*WHAT TO WORK ON*. With all pictures omitted, return verbatim the lines from the beginning of the records below through the line containing "box: [349, 119, 405, 238]".
[[ DATA SHOWN open ]]
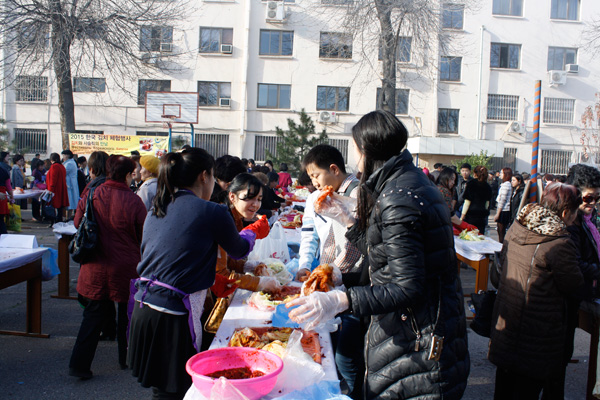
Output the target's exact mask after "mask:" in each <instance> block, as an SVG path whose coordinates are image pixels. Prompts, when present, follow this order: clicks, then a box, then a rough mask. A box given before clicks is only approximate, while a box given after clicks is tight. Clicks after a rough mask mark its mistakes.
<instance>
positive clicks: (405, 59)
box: [379, 36, 412, 63]
mask: <svg viewBox="0 0 600 400" xmlns="http://www.w3.org/2000/svg"><path fill="white" fill-rule="evenodd" d="M381 46H382V45H381V44H380V45H379V60H381V58H382V54H383V53H382V49H381ZM411 49H412V37H410V36H400V37H398V43H397V44H396V61H397V62H401V63H409V62H410V58H411V54H412V52H411Z"/></svg>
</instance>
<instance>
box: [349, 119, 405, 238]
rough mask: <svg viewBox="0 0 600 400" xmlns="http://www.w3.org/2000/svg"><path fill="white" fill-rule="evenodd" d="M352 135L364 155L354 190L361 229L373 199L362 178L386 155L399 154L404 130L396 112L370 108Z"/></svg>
mask: <svg viewBox="0 0 600 400" xmlns="http://www.w3.org/2000/svg"><path fill="white" fill-rule="evenodd" d="M352 138H353V139H354V142H355V143H356V146H357V147H358V149H359V150H360V152H361V154H362V155H363V159H364V170H363V174H362V176H361V178H360V190H359V192H358V211H357V213H358V227H359V229H361V230H365V229H366V228H367V225H368V222H369V221H368V220H369V216H370V215H371V210H372V209H373V203H374V201H375V199H373V196H372V195H371V193H370V192H369V191H368V189H367V188H366V186H365V182H366V181H367V180H368V179H369V177H370V176H371V175H372V174H373V172H375V171H376V170H377V169H379V168H381V167H382V166H383V164H385V162H386V161H387V160H389V159H390V158H392V157H394V156H397V155H398V154H400V152H401V151H402V149H403V148H404V146H405V145H406V140H407V139H408V131H407V130H406V127H405V126H404V124H403V123H402V122H400V120H398V118H396V116H395V115H394V114H392V113H390V112H388V111H381V110H377V111H371V112H370V113H368V114H366V115H364V116H363V117H362V118H361V119H360V120H359V121H358V122H357V123H356V125H354V126H353V127H352Z"/></svg>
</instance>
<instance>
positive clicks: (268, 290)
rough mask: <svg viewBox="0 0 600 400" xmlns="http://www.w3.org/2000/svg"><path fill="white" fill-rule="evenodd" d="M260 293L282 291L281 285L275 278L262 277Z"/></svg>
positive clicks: (259, 289)
mask: <svg viewBox="0 0 600 400" xmlns="http://www.w3.org/2000/svg"><path fill="white" fill-rule="evenodd" d="M257 289H258V291H260V292H263V291H265V290H266V291H267V292H277V291H279V290H280V289H281V284H280V283H279V281H278V280H277V278H275V277H274V276H261V277H260V282H258V287H257Z"/></svg>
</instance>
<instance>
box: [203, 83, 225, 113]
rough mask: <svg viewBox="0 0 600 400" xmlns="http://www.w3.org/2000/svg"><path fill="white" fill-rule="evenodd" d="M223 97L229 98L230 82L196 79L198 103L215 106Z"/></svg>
mask: <svg viewBox="0 0 600 400" xmlns="http://www.w3.org/2000/svg"><path fill="white" fill-rule="evenodd" d="M225 98H227V99H230V98H231V83H229V82H202V81H198V105H200V106H204V107H206V106H209V107H216V106H218V105H219V99H225Z"/></svg>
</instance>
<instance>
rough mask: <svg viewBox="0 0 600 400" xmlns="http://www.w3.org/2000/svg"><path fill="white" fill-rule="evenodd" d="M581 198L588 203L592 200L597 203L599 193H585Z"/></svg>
mask: <svg viewBox="0 0 600 400" xmlns="http://www.w3.org/2000/svg"><path fill="white" fill-rule="evenodd" d="M581 200H583V202H584V203H588V204H590V203H592V202H594V203H597V202H598V200H600V195H596V196H594V195H592V194H586V195H585V196H583V197H582V198H581Z"/></svg>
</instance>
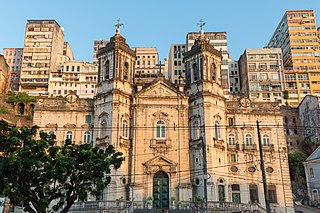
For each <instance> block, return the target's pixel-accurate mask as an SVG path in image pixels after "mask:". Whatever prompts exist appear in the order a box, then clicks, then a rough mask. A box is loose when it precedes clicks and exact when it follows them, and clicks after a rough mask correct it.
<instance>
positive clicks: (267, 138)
mask: <svg viewBox="0 0 320 213" xmlns="http://www.w3.org/2000/svg"><path fill="white" fill-rule="evenodd" d="M262 141H263V145H265V146H268V145H269V144H270V138H269V135H263V136H262Z"/></svg>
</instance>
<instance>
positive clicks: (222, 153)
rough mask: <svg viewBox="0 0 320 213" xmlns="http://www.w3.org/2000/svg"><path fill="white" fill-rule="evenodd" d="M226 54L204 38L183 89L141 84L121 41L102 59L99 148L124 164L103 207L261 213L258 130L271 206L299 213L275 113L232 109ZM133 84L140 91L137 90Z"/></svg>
mask: <svg viewBox="0 0 320 213" xmlns="http://www.w3.org/2000/svg"><path fill="white" fill-rule="evenodd" d="M221 59H222V56H221V52H220V51H218V50H216V49H215V48H214V47H213V46H211V45H210V44H209V42H208V40H207V39H206V37H205V35H204V33H203V31H202V30H201V31H200V37H199V38H198V39H197V40H196V41H195V44H194V46H193V47H192V49H191V50H190V51H188V52H186V53H185V55H184V62H185V64H186V69H185V70H186V79H183V78H182V77H180V79H179V82H178V83H177V84H172V83H171V82H169V81H168V80H166V79H165V78H164V76H163V75H162V74H161V73H159V75H158V77H157V78H155V79H154V81H153V82H151V83H150V82H149V83H145V82H143V81H142V80H141V79H139V78H138V79H134V78H135V77H134V72H135V70H134V68H135V61H136V55H135V51H133V50H132V49H130V47H129V45H128V44H127V43H126V39H125V38H124V37H123V36H122V35H121V34H120V29H119V28H118V29H117V31H116V34H115V35H114V36H113V37H111V38H110V43H108V44H107V45H106V46H105V47H103V48H101V49H100V50H99V52H98V60H99V74H98V85H97V95H96V100H95V106H94V107H95V108H94V119H93V120H94V131H93V142H94V143H95V145H98V146H101V147H105V146H107V145H108V144H112V145H114V146H115V148H116V149H117V150H118V151H121V152H123V154H124V156H125V158H126V161H125V162H124V164H123V165H122V167H121V168H120V169H118V170H115V171H113V173H112V174H111V176H112V177H113V178H112V182H111V184H110V186H109V187H108V188H107V189H106V190H105V191H104V194H103V197H102V199H103V200H116V199H126V200H134V202H135V206H136V207H137V208H139V207H141V208H142V207H143V206H145V205H146V203H147V202H148V201H150V200H152V205H153V206H155V207H157V208H162V209H168V208H171V206H172V205H173V203H188V202H190V201H196V200H202V201H207V205H208V206H209V207H210V205H214V203H218V202H233V203H244V204H250V203H258V204H259V205H261V206H262V208H263V207H264V205H265V204H264V203H265V202H264V190H263V184H262V178H261V169H260V157H259V146H258V133H257V126H256V121H257V120H259V121H260V135H261V140H262V150H263V157H264V160H265V168H266V178H267V185H268V191H267V194H268V197H269V201H270V204H271V209H274V210H275V212H293V202H292V193H291V186H290V177H289V170H288V155H287V146H286V142H285V135H284V130H283V120H282V114H281V111H280V108H279V105H278V103H258V102H252V101H251V100H249V99H248V98H244V97H243V98H240V97H239V99H238V100H235V101H230V100H226V98H225V97H224V94H223V89H222V87H221V69H220V67H221ZM134 82H135V83H134Z"/></svg>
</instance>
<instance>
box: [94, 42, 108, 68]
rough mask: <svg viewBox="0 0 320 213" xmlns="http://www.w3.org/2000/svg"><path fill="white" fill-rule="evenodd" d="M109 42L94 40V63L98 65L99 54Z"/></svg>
mask: <svg viewBox="0 0 320 213" xmlns="http://www.w3.org/2000/svg"><path fill="white" fill-rule="evenodd" d="M108 42H109V40H94V42H93V63H94V64H97V63H98V58H97V53H98V50H99V49H100V48H101V47H105V46H106V45H107V43H108Z"/></svg>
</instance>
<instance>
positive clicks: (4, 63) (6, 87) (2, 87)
mask: <svg viewBox="0 0 320 213" xmlns="http://www.w3.org/2000/svg"><path fill="white" fill-rule="evenodd" d="M8 73H9V66H8V64H7V62H6V59H5V58H4V56H3V55H0V94H5V93H6V88H7V82H8Z"/></svg>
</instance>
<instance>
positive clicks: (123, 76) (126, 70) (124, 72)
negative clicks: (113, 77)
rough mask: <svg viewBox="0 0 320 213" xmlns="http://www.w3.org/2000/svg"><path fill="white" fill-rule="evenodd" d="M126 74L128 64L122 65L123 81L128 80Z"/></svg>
mask: <svg viewBox="0 0 320 213" xmlns="http://www.w3.org/2000/svg"><path fill="white" fill-rule="evenodd" d="M128 74H129V64H128V62H125V63H124V70H123V79H124V80H128Z"/></svg>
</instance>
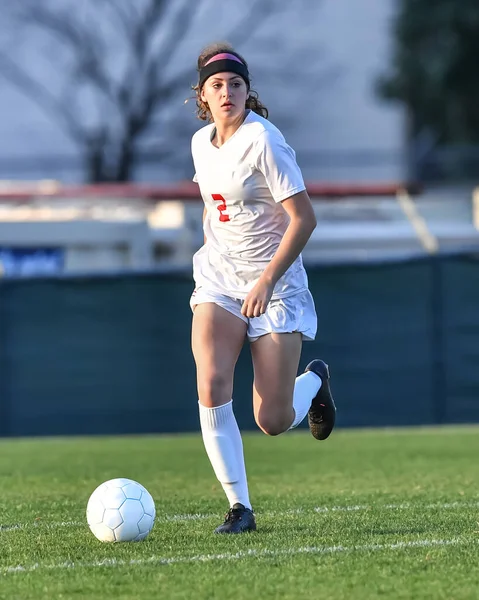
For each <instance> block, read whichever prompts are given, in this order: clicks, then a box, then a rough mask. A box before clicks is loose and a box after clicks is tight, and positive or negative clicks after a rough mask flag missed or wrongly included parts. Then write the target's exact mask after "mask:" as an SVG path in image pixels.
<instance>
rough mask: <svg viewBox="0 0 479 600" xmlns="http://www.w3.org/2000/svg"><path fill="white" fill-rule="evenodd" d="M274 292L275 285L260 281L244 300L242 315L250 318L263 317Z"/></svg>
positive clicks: (242, 308)
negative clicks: (260, 315) (274, 287)
mask: <svg viewBox="0 0 479 600" xmlns="http://www.w3.org/2000/svg"><path fill="white" fill-rule="evenodd" d="M273 290H274V284H272V283H269V282H265V281H261V279H260V280H259V281H258V282H257V283H256V285H255V286H254V287H253V289H252V290H251V291H250V292H249V293H248V295H247V296H246V298H245V299H244V302H243V306H242V307H241V314H242V315H244V316H245V317H248V318H252V317H259V316H260V315H263V314H264V313H265V312H266V308H267V306H268V304H269V301H270V300H271V296H272V295H273Z"/></svg>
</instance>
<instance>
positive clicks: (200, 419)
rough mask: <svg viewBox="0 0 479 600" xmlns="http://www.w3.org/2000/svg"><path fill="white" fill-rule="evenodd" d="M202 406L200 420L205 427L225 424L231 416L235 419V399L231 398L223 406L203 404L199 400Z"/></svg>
mask: <svg viewBox="0 0 479 600" xmlns="http://www.w3.org/2000/svg"><path fill="white" fill-rule="evenodd" d="M198 404H199V406H200V420H201V425H202V426H203V427H207V428H208V429H216V428H217V427H220V426H221V425H225V424H226V423H228V422H229V421H231V418H233V419H234V413H233V400H230V401H229V402H227V403H226V404H222V405H221V406H214V407H211V408H210V407H209V406H203V404H201V402H198Z"/></svg>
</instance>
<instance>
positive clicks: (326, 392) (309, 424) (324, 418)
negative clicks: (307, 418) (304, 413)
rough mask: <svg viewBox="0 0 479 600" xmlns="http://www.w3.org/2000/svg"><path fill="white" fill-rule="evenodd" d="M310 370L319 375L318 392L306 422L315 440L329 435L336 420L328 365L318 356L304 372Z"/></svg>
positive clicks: (311, 406) (325, 436) (311, 433)
mask: <svg viewBox="0 0 479 600" xmlns="http://www.w3.org/2000/svg"><path fill="white" fill-rule="evenodd" d="M307 371H312V372H313V373H316V375H318V376H319V377H321V382H322V383H321V387H320V388H319V392H318V393H317V394H316V396H315V397H314V398H313V401H312V402H311V408H310V409H309V412H308V423H309V430H310V431H311V435H312V436H313V437H314V438H316V439H317V440H325V439H326V438H327V437H329V435H330V433H331V431H332V430H333V428H334V423H335V421H336V406H335V404H334V400H333V397H332V395H331V388H330V387H329V379H330V376H329V367H328V365H327V364H326V363H325V362H324V361H322V360H321V359H319V358H316V359H315V360H313V361H311V362H310V363H309V365H308V366H307V367H306V369H305V370H304V372H305V373H306V372H307Z"/></svg>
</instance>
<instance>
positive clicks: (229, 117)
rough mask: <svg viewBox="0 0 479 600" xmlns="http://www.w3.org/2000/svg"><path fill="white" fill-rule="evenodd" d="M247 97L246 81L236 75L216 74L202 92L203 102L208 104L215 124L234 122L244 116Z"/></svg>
mask: <svg viewBox="0 0 479 600" xmlns="http://www.w3.org/2000/svg"><path fill="white" fill-rule="evenodd" d="M247 95H248V87H247V85H246V82H245V80H244V79H243V78H242V77H240V76H239V75H236V74H235V73H216V75H212V76H211V77H209V78H208V79H207V80H206V81H205V84H204V86H203V89H202V90H201V100H202V101H203V102H205V103H207V104H208V107H209V109H210V112H211V115H212V117H213V120H214V121H215V122H216V121H234V120H235V119H238V118H239V117H240V116H241V115H243V113H244V110H245V104H246V97H247Z"/></svg>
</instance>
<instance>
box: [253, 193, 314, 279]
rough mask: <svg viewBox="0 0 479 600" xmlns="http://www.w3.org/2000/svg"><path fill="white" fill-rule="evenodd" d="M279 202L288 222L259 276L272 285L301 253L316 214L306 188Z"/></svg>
mask: <svg viewBox="0 0 479 600" xmlns="http://www.w3.org/2000/svg"><path fill="white" fill-rule="evenodd" d="M281 204H282V205H283V208H284V209H285V211H286V212H287V213H288V216H289V218H290V222H289V225H288V227H287V229H286V231H285V234H284V236H283V239H282V240H281V243H280V245H279V246H278V249H277V251H276V254H275V255H274V257H273V258H272V259H271V262H270V263H269V265H268V266H267V267H266V269H265V270H264V272H263V274H262V276H261V277H260V279H261V280H263V281H265V282H268V283H270V284H271V285H273V287H274V286H275V285H276V283H277V281H278V279H279V278H280V277H282V276H283V275H284V274H285V273H286V271H287V270H288V268H289V267H290V266H291V265H292V264H293V263H294V261H295V260H296V259H297V258H298V256H299V255H300V254H301V251H302V250H303V248H304V247H305V246H306V242H307V241H308V240H309V238H310V237H311V234H312V233H313V231H314V229H315V227H316V215H315V214H314V210H313V205H312V204H311V200H310V199H309V196H308V193H307V192H306V190H305V191H303V192H299V193H298V194H295V195H294V196H291V198H287V199H286V200H283V202H282V203H281Z"/></svg>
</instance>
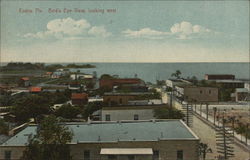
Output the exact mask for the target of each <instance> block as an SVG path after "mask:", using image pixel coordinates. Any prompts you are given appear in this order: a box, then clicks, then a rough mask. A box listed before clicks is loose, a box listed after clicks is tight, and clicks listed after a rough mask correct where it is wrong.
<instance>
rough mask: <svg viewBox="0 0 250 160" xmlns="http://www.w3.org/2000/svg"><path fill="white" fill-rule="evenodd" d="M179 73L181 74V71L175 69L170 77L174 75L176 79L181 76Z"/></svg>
mask: <svg viewBox="0 0 250 160" xmlns="http://www.w3.org/2000/svg"><path fill="white" fill-rule="evenodd" d="M180 75H181V71H180V70H176V71H175V73H172V74H171V77H175V78H176V79H180V78H181V77H180Z"/></svg>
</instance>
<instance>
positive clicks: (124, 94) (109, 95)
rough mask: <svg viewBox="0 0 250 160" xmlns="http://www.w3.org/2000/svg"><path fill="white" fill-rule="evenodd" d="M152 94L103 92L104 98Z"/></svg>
mask: <svg viewBox="0 0 250 160" xmlns="http://www.w3.org/2000/svg"><path fill="white" fill-rule="evenodd" d="M144 94H153V93H152V92H105V93H104V95H105V96H127V95H135V96H137V95H144Z"/></svg>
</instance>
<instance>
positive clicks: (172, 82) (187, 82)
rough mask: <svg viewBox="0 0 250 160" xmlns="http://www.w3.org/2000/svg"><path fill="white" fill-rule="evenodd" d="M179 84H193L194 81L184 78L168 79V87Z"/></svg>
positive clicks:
[[ DATA SHOWN closed ]]
*EXERCISE RESULT*.
Output the target's exact mask after "mask:" in each <instance> block, as an SVG path whose coordinates are image pixels. Prompts, when present, follow this order: clicks, then a box, then a rough mask. A box given before clicks is only approximate, while a box given after clicks is tight. Clicks after a rough mask mark its mistakes.
<instance>
positive clicks: (405, 59)
box: [379, 36, 412, 63]
mask: <svg viewBox="0 0 600 400" xmlns="http://www.w3.org/2000/svg"><path fill="white" fill-rule="evenodd" d="M381 46H382V45H381V44H380V45H379V60H381V58H382V54H383V53H382V49H381ZM411 49H412V37H410V36H400V37H398V43H397V44H396V61H397V62H401V63H409V62H410V58H411V54H412V52H411Z"/></svg>
</instance>
<instance>
box: [349, 119, 405, 238]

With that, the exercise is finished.